## [SET EXERCISE]
Continue the tutorial on simulating correlated asset returns, starting right after its final paragraph.

Because \(\text{Var}(X_1) = \text{Var}(X_2) = 1\) and \(\text{Cov}(X_1,X_2) = \rho = 0.7,\)

we get

\[ \text{Var}(R) = 0.36 + 0.16 + 2(0.6)(0.4)(0.7) = 0.856 \]

So the simulated variance should be close to 0.856.

plt.scatter(x1, x2, s=5)
plt.xlabel(r"$X_1$")
plt.ylabel(r"$X_2$")
plt.title("Scatterplot of correlated returns")
plt.show()

Comments:

The scatterplot should show an upward-sloping cloud of points. This indicates positive dependence: when \(X_1\) is high, \(X_2\) also tends to be high; when \(X_1\) is low, \(X_2\) tends to be low. Because the variables are jointly normal, the cloud has an elliptical shape. This matters for the portfolio because the two asset returns do not move independently. Their co-movement contributes directly to the total portfolio variance.

## [ROWS]
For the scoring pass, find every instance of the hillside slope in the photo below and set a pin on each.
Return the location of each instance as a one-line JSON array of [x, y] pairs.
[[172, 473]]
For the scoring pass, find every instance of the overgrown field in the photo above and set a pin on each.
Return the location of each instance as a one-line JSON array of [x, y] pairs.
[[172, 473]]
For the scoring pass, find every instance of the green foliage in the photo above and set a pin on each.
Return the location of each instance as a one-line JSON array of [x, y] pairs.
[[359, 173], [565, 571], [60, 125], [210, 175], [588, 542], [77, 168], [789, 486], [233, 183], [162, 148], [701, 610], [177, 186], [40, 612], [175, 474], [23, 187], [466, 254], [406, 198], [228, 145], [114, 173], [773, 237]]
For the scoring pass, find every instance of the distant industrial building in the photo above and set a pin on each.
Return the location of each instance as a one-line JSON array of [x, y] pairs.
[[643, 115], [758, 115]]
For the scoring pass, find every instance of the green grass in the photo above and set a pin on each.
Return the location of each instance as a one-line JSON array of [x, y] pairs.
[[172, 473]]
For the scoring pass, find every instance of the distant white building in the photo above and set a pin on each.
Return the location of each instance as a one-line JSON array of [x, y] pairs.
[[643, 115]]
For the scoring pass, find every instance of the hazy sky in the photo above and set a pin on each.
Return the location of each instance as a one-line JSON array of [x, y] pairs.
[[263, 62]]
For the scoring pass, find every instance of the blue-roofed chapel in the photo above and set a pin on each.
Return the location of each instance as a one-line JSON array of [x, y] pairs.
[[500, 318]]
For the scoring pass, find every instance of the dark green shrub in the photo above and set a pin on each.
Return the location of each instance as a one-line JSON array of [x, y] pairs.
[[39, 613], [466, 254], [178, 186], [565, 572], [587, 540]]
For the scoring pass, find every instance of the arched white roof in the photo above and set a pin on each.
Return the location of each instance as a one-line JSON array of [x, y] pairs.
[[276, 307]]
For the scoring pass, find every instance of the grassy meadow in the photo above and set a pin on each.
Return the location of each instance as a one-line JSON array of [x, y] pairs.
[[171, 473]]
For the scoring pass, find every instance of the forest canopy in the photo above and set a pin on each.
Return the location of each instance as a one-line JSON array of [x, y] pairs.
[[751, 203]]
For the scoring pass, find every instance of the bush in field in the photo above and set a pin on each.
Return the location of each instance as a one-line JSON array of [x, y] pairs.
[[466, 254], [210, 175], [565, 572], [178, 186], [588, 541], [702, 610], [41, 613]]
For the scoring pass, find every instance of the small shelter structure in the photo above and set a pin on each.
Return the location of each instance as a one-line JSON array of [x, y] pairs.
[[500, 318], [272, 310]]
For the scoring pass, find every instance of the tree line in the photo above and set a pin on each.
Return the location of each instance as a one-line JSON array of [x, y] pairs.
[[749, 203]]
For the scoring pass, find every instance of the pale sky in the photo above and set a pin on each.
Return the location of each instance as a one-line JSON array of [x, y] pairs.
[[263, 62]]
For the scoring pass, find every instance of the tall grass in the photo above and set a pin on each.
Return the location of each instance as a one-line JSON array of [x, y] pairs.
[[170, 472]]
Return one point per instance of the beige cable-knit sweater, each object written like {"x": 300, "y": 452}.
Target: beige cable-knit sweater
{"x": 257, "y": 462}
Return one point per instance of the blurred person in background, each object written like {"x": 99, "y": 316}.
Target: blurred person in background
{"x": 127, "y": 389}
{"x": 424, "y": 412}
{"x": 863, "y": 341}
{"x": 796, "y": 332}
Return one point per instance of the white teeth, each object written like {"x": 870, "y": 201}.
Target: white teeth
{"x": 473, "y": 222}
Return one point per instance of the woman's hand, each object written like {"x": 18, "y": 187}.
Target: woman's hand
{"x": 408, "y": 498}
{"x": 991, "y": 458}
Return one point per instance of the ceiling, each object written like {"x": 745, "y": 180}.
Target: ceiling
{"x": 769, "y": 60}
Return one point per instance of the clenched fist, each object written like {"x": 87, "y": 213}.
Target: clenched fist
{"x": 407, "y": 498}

## [RESULT]
# Variance if independence were incorrectly assumed
0.6**2 + 0.4**2
0.52

Comments:

If we incorrectly assume independence, then we set

\[ \text{Cov}(X_1, X_2) = 0. \]

The portfolio variance would then be estimated as

\[ \text{Var}(R) = 0.6^2(1) + 0.4^2(1) = 0.52. \]

But the correct variance is 0.856. So ignoring the positive dependence would underestimate risk.

When returns are positively correlated, the two assets tend to rise and fall together. This reduces diversification benefits, so the portfolio is riskier than it would be under independence.

More generally:

  • positive dependence → higher portfolio risk than independence suggests
  • negative dependence → lower portfolio risk and stronger diversification benefits

So modelling dependence correctly is essential in portfolio simulation.

Exercise 11

(Jones et al., 2014, Chapter 14, Exercise 23, p. 282)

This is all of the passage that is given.